→ **WHAT IS EXPECTED**
From the Battlefield 1 beta article below, list the places the "War in the Desert" section says would end up shaping the 20th century Middle East.

→ **EXTRACT TO READ**
=-=-=
6 historical details you might have missed in the Battlefield 1 beta
DICE promises that Battlefield 1 will show players a new side of World War I -- a dynamic, global conflict that goes far beyond the trenches of France. Last week we got our first hands-on experience of that vision with the game’s open beta, transporting us to a sand-swept desert reminiscent of Lawrence of Arabia. The gameplay speaks for itself, but there’s much more going on under the surface. DICE used small details and design decisions to weave an astonishing amount of historical detail into the Sinai Desert map.
War in the Desert
During the war, people in Europe regarded Middle Eastern operations as an expensive and unimportant sideshow -- but they were wrong. World War I was a globalized conflict, where an engagement in an Egyptian backwater could have a cascading effect on the battlefields of France. And what happened in the Sinai, Palestine, and Mesopotamia would end up shaping the 20th century Middle East.
=-=-=
→ **SOURCE DATA**
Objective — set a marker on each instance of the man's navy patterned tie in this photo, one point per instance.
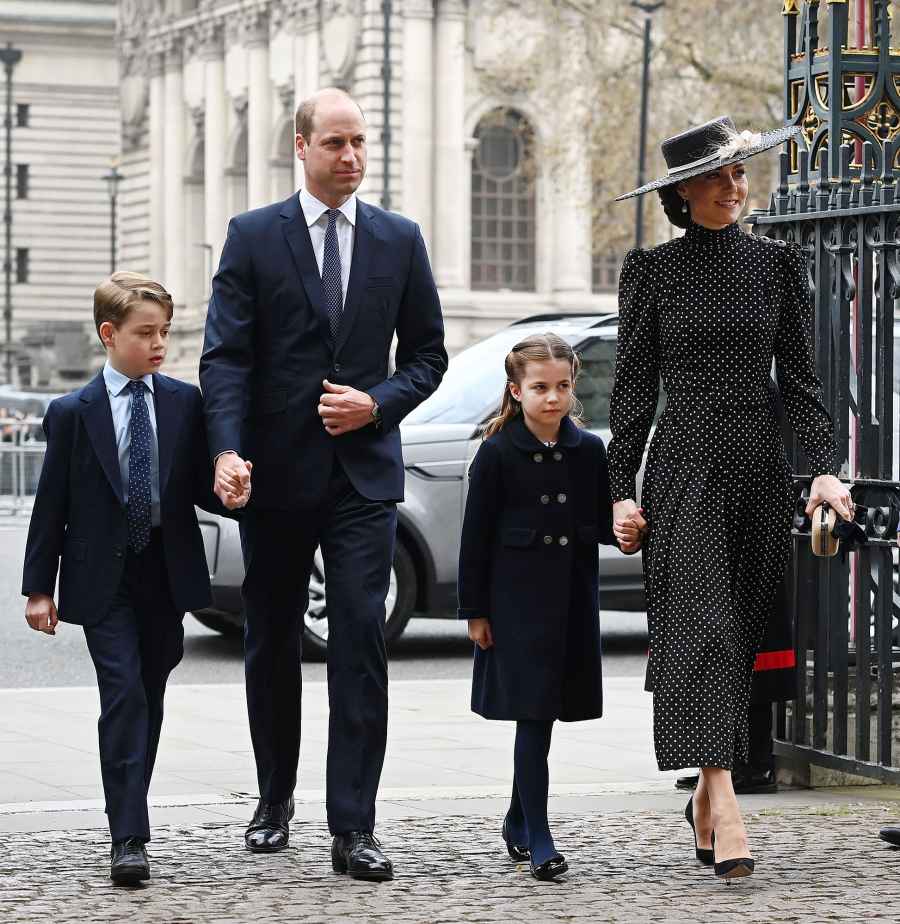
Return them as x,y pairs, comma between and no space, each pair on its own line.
138,510
331,275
=-=-=
→ **EXERCISE RESPONSE**
Sinai, Palestine, Mesopotamia